Referring expression grounding data:
......
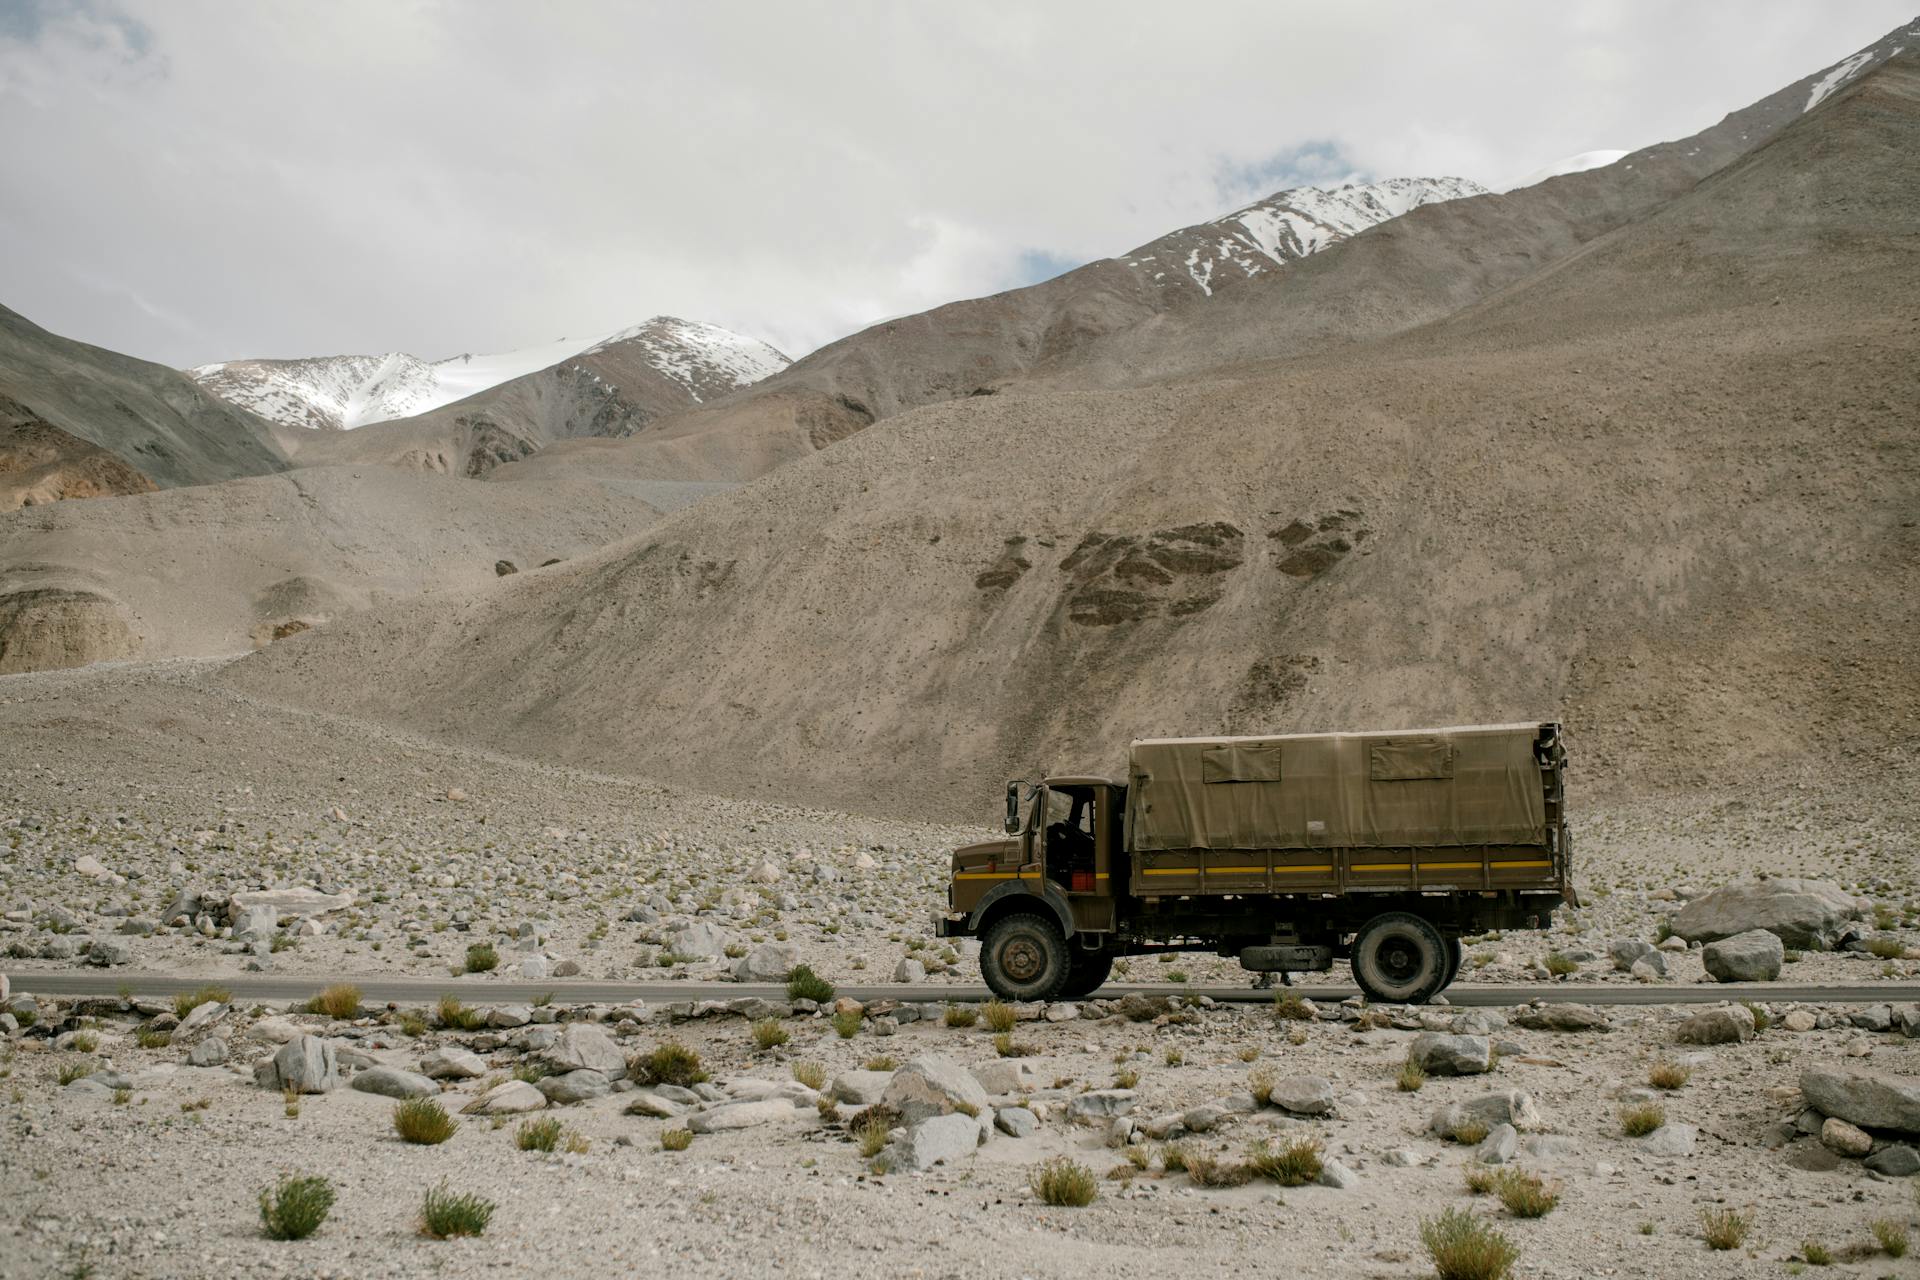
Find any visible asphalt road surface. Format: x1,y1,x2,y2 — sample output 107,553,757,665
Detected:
15,971,1920,1008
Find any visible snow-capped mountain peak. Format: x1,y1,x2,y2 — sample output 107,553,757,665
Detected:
1119,176,1488,297
190,317,789,432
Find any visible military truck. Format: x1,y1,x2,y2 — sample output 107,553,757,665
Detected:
936,722,1571,1004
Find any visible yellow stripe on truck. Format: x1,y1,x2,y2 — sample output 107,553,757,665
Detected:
952,870,1042,881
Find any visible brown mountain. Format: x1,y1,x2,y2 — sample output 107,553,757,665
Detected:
219,42,1920,820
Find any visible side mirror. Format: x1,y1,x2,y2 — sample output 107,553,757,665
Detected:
1004,783,1021,834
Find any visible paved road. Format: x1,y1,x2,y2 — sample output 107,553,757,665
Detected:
15,971,1920,1008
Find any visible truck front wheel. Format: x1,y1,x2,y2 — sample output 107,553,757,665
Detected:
981,913,1070,1002
1351,912,1449,1005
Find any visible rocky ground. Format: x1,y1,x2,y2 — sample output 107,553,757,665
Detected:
4,658,1920,1278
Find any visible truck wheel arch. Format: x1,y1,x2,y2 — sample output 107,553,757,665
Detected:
968,880,1075,940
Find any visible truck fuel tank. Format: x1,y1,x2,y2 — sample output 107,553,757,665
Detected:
1238,944,1335,972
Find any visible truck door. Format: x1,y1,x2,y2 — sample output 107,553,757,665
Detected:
1043,784,1115,931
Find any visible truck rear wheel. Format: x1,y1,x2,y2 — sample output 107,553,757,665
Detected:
980,912,1069,1002
1442,935,1463,989
1060,949,1113,999
1351,912,1448,1005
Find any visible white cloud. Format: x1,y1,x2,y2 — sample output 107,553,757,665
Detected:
0,0,1911,368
......
> [Work to be completed] Whichever lines of the records above hold the word "road" should all be copied out.

> [Task solution]
Find any visible asphalt road surface. Format: x1,y1,x2,y2 — sample output 107,553,757,665
Find any visible paved road. Format: x1,y1,x2,y2 — sample output 107,553,757,665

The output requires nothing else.